> [本文]
%%

専門クリニックらしい深みと細やかさで
個別化が進む乳がん治療
高齢化で増える「がん」の中でも、乳がんは、特にその増加が著しくなっています。私が乳腺の診療を始めた15年ほど前は、一生のうちで乳がんにかかる日本人女性は24人に1人と言われていました。今は、12人に1人。およそ倍です。
乳がんの多くは予後がよく、7割が女性ホルモンと関わりがあるおとなしいタイプです。早く見つかれば、5年生存率は90%以上。ただ、息が長く、晩期再発があります。
患者数が多いため薬も多数開発され、「個別化治療」が進んでいるのが、大きな特徴と言えるでしょう。がんの性格や患者さんの希望に合わせて、非常に細やかな治療計画を立てます。

%%

> [やること 1] 乳がん治療の本文から、数字を使った言い方をすべて、出てくる順に書き出してください。
> [やること 2] 乳がん治療の本文の最後の文のあとから、続きを書き進めてください。

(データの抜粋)
%%

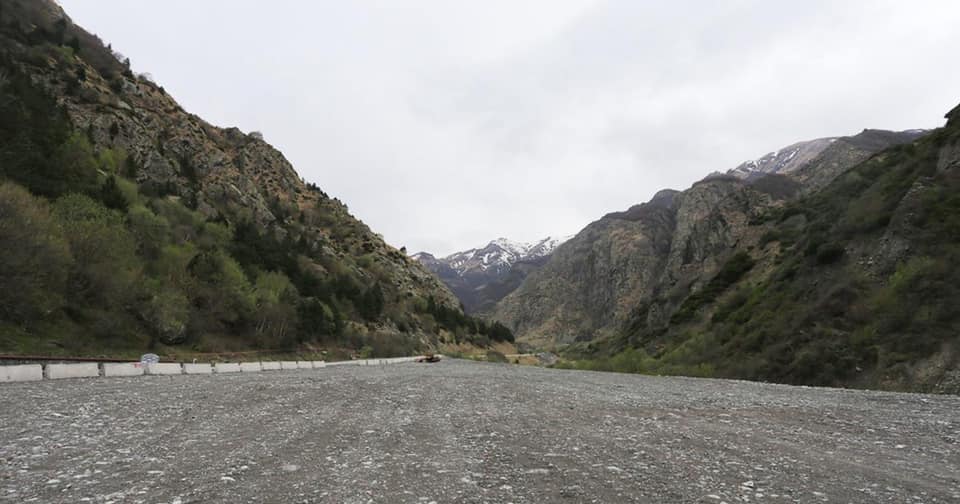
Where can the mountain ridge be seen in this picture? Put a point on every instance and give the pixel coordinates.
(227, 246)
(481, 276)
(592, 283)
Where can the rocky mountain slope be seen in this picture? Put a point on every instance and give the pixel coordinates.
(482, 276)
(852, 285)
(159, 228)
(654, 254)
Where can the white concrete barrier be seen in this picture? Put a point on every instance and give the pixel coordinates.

%%
%%

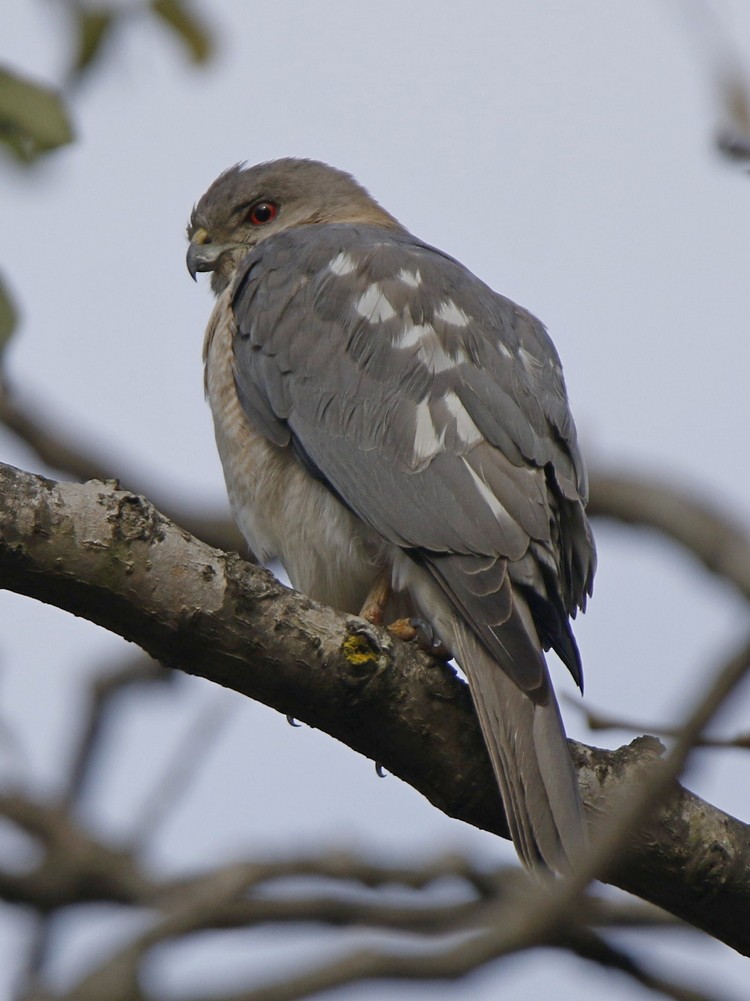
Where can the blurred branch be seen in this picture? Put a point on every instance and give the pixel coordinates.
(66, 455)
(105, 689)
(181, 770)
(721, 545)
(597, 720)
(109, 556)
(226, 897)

%%
%%

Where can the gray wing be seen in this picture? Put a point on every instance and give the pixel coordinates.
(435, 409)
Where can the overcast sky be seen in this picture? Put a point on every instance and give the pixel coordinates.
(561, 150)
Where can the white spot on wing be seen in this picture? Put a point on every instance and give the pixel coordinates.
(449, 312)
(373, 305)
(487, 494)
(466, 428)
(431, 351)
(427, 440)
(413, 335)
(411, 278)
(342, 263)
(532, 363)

%%

> [回答欄 1]
15年ほど前
24人に1人
12人に1人
7割
5年生存率は90%以上

> [回答欄 2]
最近、30代の乳がんの患者さんがものすごく増えているという印象が、世間にはあるかもしれません。たしかに、乳がんの患者数自体が増えていますから、数は多くなっています。でも、年齢別割合では30代が占める割合は5〜6%です。
北斗晶さん、小林麻央さんと、乳がんを明らかにする方が続きました。そのようなニュースがあると、その直後から、クリニックにどんどん予約の電話がきます。皆さん不安にもなるのでしょうが、背中を押してもらっている気がするのではないでしょうか。
芸能人の方の中には、本意ではないのに自分の病気が明らかになってしまう方も多いでしょう。でも、そのことがきっかけで、多くの人が受診、発見に至っています。相当多くの方を助けて頂いていると思いますね。ありがたいことです。
開院から2年高い確率で乳がん発見
クリニックの役目は、患者さんが訴える症状についてきちんと調べ、少しでも不安を和らげること。そして、がんの方は見逃さず、きちんと診断して治療に結び付けること。それらができて初めて、存在価値があると思います。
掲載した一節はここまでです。